▶ _What to work on_
Lines before the one containing "# test: pointer returns one pin per instance of the parked" are left out; copy that line and every later line through the end of the data exactly.

-------- Records for processing --------

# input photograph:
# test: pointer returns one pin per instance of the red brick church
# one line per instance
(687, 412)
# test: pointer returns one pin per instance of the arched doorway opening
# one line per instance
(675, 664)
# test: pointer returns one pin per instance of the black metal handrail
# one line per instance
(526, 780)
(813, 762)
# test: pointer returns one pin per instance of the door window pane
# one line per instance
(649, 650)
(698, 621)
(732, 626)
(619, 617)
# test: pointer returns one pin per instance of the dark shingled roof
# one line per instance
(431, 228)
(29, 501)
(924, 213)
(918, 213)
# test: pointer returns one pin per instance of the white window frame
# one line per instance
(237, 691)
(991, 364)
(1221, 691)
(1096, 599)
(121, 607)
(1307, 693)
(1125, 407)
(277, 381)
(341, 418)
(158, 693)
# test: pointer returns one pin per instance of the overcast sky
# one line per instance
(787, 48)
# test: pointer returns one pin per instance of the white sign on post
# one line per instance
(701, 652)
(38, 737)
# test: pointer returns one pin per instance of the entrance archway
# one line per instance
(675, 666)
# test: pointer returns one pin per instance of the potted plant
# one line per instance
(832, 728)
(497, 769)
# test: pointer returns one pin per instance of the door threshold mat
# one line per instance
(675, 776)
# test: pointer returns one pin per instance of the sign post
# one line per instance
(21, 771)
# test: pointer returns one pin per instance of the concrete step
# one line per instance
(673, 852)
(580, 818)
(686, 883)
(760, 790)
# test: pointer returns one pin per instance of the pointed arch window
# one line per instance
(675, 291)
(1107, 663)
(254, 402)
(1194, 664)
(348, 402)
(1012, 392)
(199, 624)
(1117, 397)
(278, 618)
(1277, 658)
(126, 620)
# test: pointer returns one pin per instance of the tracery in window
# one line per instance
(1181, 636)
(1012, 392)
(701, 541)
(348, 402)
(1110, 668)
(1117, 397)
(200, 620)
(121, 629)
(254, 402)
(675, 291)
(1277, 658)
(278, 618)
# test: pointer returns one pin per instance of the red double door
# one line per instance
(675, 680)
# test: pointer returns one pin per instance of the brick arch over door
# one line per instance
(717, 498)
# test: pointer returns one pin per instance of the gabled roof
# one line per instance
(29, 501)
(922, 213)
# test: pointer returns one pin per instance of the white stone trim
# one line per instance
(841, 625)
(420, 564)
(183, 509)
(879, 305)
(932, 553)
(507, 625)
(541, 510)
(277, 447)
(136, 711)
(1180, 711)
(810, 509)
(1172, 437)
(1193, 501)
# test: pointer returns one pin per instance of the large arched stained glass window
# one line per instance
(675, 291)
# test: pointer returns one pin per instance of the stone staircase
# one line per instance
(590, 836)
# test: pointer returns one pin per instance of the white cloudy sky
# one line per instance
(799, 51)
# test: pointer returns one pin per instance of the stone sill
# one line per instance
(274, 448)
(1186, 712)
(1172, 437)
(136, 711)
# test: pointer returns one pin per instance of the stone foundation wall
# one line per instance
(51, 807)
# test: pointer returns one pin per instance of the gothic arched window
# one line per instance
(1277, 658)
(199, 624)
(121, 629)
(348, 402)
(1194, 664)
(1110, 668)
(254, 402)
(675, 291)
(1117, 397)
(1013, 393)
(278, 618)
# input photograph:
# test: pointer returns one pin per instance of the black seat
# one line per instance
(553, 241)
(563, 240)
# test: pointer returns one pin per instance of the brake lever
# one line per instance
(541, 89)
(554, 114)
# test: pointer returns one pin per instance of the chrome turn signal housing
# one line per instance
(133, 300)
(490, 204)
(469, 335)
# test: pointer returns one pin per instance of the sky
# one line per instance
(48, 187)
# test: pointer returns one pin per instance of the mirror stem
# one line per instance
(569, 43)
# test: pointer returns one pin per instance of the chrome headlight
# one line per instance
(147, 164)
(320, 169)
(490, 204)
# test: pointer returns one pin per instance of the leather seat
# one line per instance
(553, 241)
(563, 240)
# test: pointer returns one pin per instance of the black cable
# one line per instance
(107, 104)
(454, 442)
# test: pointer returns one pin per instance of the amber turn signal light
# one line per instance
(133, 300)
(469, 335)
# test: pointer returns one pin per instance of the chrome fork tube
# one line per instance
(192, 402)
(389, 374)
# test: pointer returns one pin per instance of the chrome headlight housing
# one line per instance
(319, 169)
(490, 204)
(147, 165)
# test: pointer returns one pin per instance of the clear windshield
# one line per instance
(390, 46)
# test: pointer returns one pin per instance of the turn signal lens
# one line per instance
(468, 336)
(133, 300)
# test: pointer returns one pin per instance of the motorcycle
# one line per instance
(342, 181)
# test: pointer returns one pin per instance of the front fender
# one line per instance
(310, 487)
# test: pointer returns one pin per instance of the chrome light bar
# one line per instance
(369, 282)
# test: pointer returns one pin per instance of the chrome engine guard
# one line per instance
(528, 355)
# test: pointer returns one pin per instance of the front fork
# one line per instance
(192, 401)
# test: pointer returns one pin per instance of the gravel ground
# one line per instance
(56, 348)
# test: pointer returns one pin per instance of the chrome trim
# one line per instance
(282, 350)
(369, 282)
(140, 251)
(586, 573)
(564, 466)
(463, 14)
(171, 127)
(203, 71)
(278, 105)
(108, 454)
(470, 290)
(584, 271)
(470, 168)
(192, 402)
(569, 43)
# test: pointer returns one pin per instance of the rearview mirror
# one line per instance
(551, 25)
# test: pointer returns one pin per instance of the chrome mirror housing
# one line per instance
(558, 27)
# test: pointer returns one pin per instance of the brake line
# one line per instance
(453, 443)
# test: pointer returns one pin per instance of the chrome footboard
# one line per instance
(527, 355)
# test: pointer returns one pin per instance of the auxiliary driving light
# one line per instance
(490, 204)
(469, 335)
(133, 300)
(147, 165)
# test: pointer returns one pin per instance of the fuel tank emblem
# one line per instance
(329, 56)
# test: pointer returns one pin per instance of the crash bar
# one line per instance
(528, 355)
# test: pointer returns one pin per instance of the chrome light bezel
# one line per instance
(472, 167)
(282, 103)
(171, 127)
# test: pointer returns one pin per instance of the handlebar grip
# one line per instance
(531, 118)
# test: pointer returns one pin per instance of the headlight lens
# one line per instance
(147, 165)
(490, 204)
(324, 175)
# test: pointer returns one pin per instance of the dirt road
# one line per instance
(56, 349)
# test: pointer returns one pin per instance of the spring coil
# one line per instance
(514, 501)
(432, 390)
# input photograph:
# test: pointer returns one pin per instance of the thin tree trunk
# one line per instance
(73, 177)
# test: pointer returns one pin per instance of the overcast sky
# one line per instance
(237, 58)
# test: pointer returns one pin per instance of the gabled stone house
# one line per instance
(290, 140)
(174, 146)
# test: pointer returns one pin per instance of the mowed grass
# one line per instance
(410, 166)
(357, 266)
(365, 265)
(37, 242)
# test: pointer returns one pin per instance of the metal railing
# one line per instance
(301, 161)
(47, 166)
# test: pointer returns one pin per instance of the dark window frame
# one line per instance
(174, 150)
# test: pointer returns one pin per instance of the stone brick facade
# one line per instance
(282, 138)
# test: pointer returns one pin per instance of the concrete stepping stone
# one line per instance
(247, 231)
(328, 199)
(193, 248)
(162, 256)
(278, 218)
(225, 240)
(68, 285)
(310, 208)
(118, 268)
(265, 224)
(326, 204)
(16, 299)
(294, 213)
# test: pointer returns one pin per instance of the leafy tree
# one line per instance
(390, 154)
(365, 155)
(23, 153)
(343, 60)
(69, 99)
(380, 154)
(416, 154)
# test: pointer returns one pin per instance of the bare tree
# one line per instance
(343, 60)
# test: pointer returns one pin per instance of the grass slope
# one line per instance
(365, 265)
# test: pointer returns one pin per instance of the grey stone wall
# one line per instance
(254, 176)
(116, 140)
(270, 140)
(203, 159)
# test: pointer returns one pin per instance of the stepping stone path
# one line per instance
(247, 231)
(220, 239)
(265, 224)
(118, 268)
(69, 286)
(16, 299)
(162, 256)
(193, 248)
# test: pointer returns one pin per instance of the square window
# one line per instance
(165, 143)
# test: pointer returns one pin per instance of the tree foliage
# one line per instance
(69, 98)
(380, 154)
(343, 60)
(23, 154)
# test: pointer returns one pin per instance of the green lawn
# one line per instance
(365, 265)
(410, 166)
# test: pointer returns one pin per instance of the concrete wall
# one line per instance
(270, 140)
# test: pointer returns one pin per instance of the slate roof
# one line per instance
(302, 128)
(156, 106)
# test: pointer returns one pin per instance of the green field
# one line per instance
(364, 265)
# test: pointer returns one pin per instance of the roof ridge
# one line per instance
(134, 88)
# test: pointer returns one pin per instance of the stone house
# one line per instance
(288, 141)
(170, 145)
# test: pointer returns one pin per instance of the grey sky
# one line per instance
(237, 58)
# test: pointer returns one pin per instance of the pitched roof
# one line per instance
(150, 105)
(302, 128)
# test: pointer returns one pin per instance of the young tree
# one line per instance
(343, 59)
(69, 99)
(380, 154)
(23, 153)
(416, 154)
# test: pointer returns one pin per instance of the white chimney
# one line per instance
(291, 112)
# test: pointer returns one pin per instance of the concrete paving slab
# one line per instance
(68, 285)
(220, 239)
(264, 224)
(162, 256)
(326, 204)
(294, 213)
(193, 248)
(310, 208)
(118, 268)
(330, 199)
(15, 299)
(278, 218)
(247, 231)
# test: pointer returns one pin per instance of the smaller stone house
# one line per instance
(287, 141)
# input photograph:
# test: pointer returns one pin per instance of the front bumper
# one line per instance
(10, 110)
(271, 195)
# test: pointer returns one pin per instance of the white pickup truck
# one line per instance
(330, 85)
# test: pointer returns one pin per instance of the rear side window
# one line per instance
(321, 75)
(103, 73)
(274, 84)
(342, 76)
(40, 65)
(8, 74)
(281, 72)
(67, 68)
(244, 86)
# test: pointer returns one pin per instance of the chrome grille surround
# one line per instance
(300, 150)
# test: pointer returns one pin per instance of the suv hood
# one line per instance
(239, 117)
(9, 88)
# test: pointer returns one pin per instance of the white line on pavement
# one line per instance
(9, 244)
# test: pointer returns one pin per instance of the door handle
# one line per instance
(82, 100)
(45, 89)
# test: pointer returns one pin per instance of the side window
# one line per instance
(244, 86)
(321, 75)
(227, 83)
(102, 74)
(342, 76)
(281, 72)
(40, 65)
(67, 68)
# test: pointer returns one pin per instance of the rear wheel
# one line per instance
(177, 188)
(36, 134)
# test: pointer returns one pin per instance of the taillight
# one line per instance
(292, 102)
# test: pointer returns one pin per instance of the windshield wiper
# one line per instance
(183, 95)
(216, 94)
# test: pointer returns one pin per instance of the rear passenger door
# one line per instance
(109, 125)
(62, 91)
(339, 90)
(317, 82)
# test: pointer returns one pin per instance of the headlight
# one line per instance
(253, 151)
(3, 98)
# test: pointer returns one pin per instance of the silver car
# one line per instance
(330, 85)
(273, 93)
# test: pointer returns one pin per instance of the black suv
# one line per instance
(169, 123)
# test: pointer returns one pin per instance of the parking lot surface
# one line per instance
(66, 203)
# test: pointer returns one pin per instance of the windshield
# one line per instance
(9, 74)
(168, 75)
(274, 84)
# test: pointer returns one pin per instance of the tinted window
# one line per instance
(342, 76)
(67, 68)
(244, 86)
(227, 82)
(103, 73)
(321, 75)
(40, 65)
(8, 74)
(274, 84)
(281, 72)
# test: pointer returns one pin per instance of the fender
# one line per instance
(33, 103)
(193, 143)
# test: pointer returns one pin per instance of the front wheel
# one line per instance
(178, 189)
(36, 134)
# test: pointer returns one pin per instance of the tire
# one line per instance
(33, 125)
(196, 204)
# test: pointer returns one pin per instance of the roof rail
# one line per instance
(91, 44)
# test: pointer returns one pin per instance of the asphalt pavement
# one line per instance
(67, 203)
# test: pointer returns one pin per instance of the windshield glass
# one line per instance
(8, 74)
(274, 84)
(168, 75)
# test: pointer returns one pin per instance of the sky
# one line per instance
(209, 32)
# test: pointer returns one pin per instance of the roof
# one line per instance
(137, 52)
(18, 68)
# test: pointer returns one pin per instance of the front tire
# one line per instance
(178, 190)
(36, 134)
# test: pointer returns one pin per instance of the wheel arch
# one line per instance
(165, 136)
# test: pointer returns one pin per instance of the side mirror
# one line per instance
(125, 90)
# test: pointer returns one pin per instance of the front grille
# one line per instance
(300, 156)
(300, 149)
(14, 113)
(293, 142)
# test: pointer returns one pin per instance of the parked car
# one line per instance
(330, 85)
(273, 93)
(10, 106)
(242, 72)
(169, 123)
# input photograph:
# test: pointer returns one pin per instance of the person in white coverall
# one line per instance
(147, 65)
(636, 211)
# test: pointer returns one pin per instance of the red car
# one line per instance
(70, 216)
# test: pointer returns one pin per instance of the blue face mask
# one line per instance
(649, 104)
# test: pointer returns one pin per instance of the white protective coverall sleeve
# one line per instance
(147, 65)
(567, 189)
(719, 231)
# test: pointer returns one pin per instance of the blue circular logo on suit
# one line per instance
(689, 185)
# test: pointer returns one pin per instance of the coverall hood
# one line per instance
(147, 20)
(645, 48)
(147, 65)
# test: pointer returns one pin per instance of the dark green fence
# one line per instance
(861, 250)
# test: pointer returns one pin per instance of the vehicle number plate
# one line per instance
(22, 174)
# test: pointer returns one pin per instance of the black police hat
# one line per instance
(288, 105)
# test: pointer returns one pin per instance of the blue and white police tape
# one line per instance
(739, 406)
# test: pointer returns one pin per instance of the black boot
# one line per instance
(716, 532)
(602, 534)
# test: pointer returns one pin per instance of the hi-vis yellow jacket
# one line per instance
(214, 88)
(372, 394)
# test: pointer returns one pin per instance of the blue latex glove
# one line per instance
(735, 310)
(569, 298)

--------

▶ _Task result_
# test: pointer returns one pin per instance of the parked car
# one line per instance
(330, 85)
(273, 93)
(10, 106)
(242, 72)
(169, 123)
# input photograph:
# test: pointer returns one pin per instance of the person in white coverall
# one line per instance
(147, 65)
(636, 211)
# test: pointer returns one pin per instance of the red car
# one line per instance
(70, 216)
# test: pointer returns one pin per instance of the blue face mask
# one line per instance
(649, 104)
# test: pointer returns one pin per instance of the white protective coverall sleeve
# one line per instance
(147, 65)
(567, 189)
(719, 231)
# test: pointer returns one pin per instance of the blue circular logo on suit
# one line per instance
(689, 185)
# test: pointer returns one pin per instance of the coverall hood
# one line per instance
(147, 20)
(645, 48)
(147, 65)
# test: pointer returns one pin per instance of the dark green fence
# one line per instance
(861, 250)
# test: pointer returns one pin per instance of the vehicle number plate
# one line per instance
(22, 174)
# test: pointer returns one pin per instance of the black police hat
# one line per instance
(288, 105)
# test: pointer returns one pin per instance of the blue and white police tape
# one line per instance
(739, 406)
# test: pointer returns one pin per instance of the black boot
# one line per instance
(716, 532)
(602, 534)
# test: pointer returns one pin per instance of the hi-vis yellow jacket
# one line per instance
(214, 88)
(372, 394)
# test: pointer returns one pin per instance of the blue latex glove
# one line per instance
(735, 310)
(569, 298)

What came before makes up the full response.